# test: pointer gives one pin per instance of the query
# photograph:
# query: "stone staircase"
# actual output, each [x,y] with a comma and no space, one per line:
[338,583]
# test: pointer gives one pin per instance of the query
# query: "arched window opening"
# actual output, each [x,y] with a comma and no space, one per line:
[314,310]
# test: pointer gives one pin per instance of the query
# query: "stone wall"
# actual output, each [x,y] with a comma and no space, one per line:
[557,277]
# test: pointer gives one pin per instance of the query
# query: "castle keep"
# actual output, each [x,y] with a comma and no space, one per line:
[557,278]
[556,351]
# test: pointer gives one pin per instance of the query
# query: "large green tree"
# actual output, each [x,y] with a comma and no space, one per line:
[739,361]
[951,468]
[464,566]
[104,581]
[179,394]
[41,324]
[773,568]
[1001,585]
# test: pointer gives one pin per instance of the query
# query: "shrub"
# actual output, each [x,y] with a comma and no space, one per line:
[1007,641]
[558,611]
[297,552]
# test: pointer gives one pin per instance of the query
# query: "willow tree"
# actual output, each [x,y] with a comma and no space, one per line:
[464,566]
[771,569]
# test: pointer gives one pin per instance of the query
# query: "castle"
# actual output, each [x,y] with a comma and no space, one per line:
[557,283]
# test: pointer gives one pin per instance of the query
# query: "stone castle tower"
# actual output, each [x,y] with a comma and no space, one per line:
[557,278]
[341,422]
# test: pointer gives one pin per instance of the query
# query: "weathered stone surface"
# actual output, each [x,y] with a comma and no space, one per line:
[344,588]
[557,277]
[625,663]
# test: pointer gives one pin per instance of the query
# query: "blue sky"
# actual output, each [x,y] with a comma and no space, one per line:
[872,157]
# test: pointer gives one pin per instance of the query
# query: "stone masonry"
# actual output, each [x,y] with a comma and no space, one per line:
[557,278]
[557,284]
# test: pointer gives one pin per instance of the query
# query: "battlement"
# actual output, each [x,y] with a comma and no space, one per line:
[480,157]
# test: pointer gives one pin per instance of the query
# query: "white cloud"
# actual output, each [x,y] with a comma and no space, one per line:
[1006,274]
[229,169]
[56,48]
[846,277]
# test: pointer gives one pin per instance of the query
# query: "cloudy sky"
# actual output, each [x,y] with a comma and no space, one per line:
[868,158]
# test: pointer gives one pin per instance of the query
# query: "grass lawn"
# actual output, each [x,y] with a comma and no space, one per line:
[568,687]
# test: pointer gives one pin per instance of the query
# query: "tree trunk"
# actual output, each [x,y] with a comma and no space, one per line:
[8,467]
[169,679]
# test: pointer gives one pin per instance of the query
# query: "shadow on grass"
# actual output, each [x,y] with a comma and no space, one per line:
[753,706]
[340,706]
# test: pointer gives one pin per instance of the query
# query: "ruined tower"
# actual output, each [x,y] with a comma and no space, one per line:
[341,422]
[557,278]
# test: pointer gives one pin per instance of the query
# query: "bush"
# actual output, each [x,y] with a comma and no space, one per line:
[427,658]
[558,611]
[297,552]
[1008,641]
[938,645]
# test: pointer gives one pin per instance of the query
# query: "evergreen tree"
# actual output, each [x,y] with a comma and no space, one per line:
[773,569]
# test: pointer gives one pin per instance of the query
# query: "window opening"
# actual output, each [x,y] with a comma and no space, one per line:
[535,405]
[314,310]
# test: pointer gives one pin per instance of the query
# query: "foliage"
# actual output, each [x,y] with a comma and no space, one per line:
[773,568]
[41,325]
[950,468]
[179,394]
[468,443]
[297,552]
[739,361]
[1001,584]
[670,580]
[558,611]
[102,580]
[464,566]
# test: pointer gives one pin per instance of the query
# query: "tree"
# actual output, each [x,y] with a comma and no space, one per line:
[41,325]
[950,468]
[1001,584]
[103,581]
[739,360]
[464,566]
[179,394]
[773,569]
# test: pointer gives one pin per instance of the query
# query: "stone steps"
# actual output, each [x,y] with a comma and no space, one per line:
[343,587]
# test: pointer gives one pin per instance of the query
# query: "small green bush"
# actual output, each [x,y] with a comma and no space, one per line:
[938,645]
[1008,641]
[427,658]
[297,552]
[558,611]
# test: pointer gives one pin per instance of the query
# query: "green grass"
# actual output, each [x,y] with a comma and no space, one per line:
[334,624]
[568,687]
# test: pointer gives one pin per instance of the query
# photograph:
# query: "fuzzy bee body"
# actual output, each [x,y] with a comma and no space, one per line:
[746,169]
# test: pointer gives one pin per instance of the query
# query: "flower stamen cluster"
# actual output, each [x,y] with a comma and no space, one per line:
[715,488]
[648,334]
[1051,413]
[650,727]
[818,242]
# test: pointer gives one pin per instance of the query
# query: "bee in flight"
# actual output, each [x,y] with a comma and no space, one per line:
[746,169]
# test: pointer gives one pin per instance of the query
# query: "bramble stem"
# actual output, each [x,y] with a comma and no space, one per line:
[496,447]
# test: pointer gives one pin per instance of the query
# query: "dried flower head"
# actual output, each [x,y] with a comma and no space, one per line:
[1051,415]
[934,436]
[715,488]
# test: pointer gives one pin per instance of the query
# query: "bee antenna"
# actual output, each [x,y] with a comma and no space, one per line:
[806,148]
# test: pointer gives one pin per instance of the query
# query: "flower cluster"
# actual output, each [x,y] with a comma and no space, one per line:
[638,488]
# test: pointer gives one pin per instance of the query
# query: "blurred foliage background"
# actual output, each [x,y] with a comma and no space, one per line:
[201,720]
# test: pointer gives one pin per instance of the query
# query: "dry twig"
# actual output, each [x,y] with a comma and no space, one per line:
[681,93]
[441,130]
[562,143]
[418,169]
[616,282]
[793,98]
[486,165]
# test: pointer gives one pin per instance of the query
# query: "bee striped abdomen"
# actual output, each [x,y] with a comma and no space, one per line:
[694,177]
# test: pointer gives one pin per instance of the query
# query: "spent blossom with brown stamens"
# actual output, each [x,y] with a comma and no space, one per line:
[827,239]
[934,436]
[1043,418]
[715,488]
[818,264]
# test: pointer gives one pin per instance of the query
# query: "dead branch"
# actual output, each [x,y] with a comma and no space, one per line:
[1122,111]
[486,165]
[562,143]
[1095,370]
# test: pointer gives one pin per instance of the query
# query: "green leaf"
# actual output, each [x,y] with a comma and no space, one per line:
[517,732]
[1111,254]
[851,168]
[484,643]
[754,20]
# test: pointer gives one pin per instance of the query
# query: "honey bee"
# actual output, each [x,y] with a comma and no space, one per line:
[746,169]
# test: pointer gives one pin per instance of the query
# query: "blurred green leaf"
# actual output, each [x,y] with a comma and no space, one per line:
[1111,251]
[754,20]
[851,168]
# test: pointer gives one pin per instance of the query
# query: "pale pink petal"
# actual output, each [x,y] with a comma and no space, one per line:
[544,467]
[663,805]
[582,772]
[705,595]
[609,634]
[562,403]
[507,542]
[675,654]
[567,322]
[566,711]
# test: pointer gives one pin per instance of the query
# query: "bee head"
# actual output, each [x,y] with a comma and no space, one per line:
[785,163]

* YOUR GOAL *
The answer must be the complete listing, repeated exactly.

* TASK ANSWER *
# test: pointer gives one pin per instance of the query
# photograph:
# query: "stone staircase"
# actual output, each [x,y] with a comma and no space, one per line:
[338,583]
# test: pointer gives one pin per instance of the query
# query: "arched window opening"
# actual output, each [x,y] with a comma and no space, one per line:
[314,310]
# test: pointer gives one pin per instance of the query
# query: "stone wall"
# actual output, each [x,y] with a comma and no space, one per line:
[557,277]
# test: pointer gives one pin per instance of the query
# query: "castle keep"
# actual output, each [x,y] with a comma and no space, one per line:
[557,278]
[556,351]
# test: pointer gives one pin per instance of the query
# query: "large green tree"
# actual output, each [x,y] with a comma and no space, one per line:
[739,361]
[951,468]
[464,566]
[104,581]
[179,394]
[41,324]
[773,568]
[1001,585]
# test: pointer gives one pin per instance of the query
# query: "shrub"
# actual output, each [x,y] with a comma and no space, one per line:
[1007,641]
[558,611]
[297,552]
# test: pointer gives one pin per instance of the query
# query: "willow tree"
# actual output, each [x,y] with a comma and no space, one per line:
[464,566]
[771,569]
# test: pointer gives one pin per instance of the query
# query: "castle"
# actual output, each [x,y] with a comma and no space, one per line:
[557,283]
# test: pointer gives one pin per instance of the query
# query: "stone castle tower"
# actual output, each [x,y] with a comma and no space, one per line:
[557,278]
[341,422]
# test: pointer gives one pin per instance of the query
# query: "weathered stone surface"
# actual output, each [x,y] with a comma and no space, one per line:
[344,588]
[557,277]
[625,663]
# test: pointer gives one pin per instance of the query
# query: "blue sky"
# actual output, each [x,y] with a comma and no space, one per line:
[872,157]
# test: pointer gives one pin per instance of the query
# query: "stone masonry"
# actual output, each [x,y] with a comma and no space, one per line:
[557,278]
[557,284]
# test: pointer gives one pin per instance of the query
# query: "battlement"
# actual output, each [x,y] with a comma and no space, one per line:
[480,157]
# test: pointer gives one pin per instance of the query
# query: "white cloud"
# actual output, each [x,y] with a comma and no space, one per line:
[1006,274]
[229,169]
[56,48]
[846,277]
# test: pointer gives one pin per instance of the query
# query: "cloudy sky"
# actual output, each [x,y] with a comma and no space, one per line:
[868,158]
# test: pointer gives one pin per instance of the query
# query: "grass lawn"
# actual output, each [x,y] with a comma and no space, one per line:
[568,687]
# test: pointer gives one pin per instance of the query
# query: "tree trunk"
# actual output, each [x,y] with a comma and no space, one per line:
[8,467]
[169,679]
# test: pointer gives one pin per instance of the query
# query: "shadow on grass"
# actual output, each [x,y] with a comma and no space, one per line:
[753,706]
[340,706]
# test: pointer gives one pin per instance of the query
# query: "ruined tower"
# actual output, each [x,y] with a comma and no space, one per line:
[341,422]
[557,278]
# test: pointer gives one pin per instance of the query
# query: "bush"
# actual output, each [x,y] with a comma and no space, one per line:
[427,658]
[558,611]
[297,552]
[1008,641]
[938,645]
# test: pointer gives one pin per instance of the query
# query: "evergreen tree"
# actual output, each [x,y] with a comma and no space, one per line:
[773,569]
# test: pointer gives one pin per instance of the query
# query: "window opening"
# actual output, each [x,y] with a comma and no space, one per line:
[535,405]
[314,310]
# test: pointer gives one pin per instance of the query
# query: "foliage"
# actual output, each [x,y] with a comma and no space, one per line:
[773,568]
[41,325]
[950,468]
[179,394]
[468,443]
[297,552]
[739,361]
[1001,584]
[670,580]
[558,611]
[102,580]
[464,566]
# test: pointer gives one pin per instance of the query
# query: "tree"
# actual output, each [x,y] with a comma and no space, one per line:
[41,325]
[950,468]
[1001,584]
[103,581]
[739,360]
[464,566]
[179,394]
[773,569]
# test: pointer gives one pin per instance of the query
# query: "stone steps"
# actual output, each [x,y] with a comma and no space, one per line:
[343,587]
# test: pointer gives one pin per instance of the query
# query: "small green bush"
# actual output, each [x,y] with a comma and no space, one per line:
[938,645]
[1008,641]
[427,658]
[297,552]
[558,611]
# test: pointer gives one pin per instance of the query
# query: "green grass"
# actual output, each [x,y] with a comma and no space, one per line:
[334,624]
[568,687]
# test: pointer gives one pin per instance of the query
# photograph:
# query: "fuzzy bee body"
# actual output, each [x,y] with a comma and no space, one per line:
[746,169]
# test: pointer gives one pin per instance of the query
# query: "flower stamen cluster"
# actual output, each [x,y] with a comma and no space, one per line:
[715,488]
[648,334]
[1051,413]
[650,727]
[818,242]
# test: pointer gives one pin per instance of the query
# query: "bee in flight"
# actual output, each [x,y] with a comma and no space, one per line:
[746,169]
# test: pointer gives one pin per instance of the query
# query: "bramble stem"
# actual output, each [x,y] with a comma and no space, one per line:
[496,447]
# test: pointer gives one pin per instance of the query
# query: "dried flower head"
# actual output, each [x,y] with a comma and no space, one per line:
[1051,415]
[934,436]
[715,488]
# test: pointer gives one pin per instance of the query
# query: "bee antenna"
# actual output, each [x,y] with a comma and no space, one per line:
[806,148]
# test: pointer gives one pin per instance of the query
# query: "flower cluster"
# actual output, each [x,y] with a comma and no space, one per line:
[638,488]
# test: pointer gives one pin per instance of the query
# query: "blurred foliage background"
# actual output, each [x,y] with a comma and no space, one per line:
[201,720]
# test: pointer gives one pin per instance of the query
# query: "dry twig"
# actual output, each [x,y] with a comma and no space, one per line:
[681,93]
[441,130]
[562,143]
[418,169]
[616,282]
[793,98]
[486,165]
# test: pointer gives one pin per instance of the query
# query: "bee striped abdomen"
# actual output, each [x,y] with a comma and no space, one per line:
[694,177]
# test: pointer gives one pin per instance of the query
# query: "spent blossom with brown stamens"
# actual output, each [x,y] with a comma and no space, one per line:
[827,239]
[934,436]
[1043,418]
[715,488]
[818,264]
# test: pointer gives one pin per instance of the query
# query: "dead branch"
# actual output, each [x,y] with a comma and no space, one per line:
[1122,111]
[486,165]
[562,143]
[1095,370]
# test: pointer gives one pin per instance of the query
# query: "green leaf"
# actual output, each [x,y] with a comma and no space, one per line:
[517,732]
[1111,254]
[851,168]
[484,643]
[754,20]
# test: pointer gives one pin per instance of the query
# query: "honey bee"
# actual output, each [x,y] with a comma and no space, one per line:
[746,169]
# test: pointer gives one pin per instance of the query
# query: "blurred green leaf"
# actual output, each [x,y] with a comma and no space, one per line:
[1111,251]
[754,20]
[851,168]
# test: pointer gives one pin per instance of the query
# query: "pale pink petal"
# actual output, each [x,y] with a comma and no space, one per line:
[544,467]
[663,805]
[582,772]
[705,595]
[609,634]
[562,403]
[507,542]
[675,654]
[567,322]
[566,711]
# test: pointer gives one pin per instance of the query
# query: "bee head"
# actual output, each [x,y] with a comma and no space, one per line:
[785,163]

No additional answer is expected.